Write back every entry exactly as it reads, with the pictures left behind.

==== EXERCISE INPUT

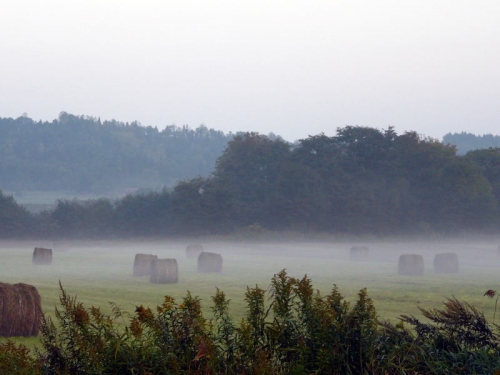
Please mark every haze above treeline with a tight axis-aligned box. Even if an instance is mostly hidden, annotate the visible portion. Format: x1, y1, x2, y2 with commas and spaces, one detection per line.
1, 112, 500, 238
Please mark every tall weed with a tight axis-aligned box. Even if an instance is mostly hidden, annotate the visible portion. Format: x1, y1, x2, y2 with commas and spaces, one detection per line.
1, 271, 499, 374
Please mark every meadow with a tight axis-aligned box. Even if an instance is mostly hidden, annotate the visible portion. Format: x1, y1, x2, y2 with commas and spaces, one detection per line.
1, 236, 500, 347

========

**SOLUTION FOR THIS TASK**
Please mark every haze above treeline with a tight axis-aligned box. Even if an instance is mostly hidden, annotate the visible portion. Format: x1, y1, x2, y2 with commas and spaces, one detection per line.
1, 112, 500, 238
Please mark every tall weed with a tight axis-aligned box. Even if an instance is mostly hidden, annotate the visible portion. Format: x1, y1, x2, y2 with commas and spaces, one detection per line.
1, 271, 499, 374
Please mark every meadow with a tight axis-aligned box. Even if an instance is mostly hidden, annotate the visible portion. Format: x1, y1, x2, y2 with commas and spaces, one detection per line.
1, 236, 500, 347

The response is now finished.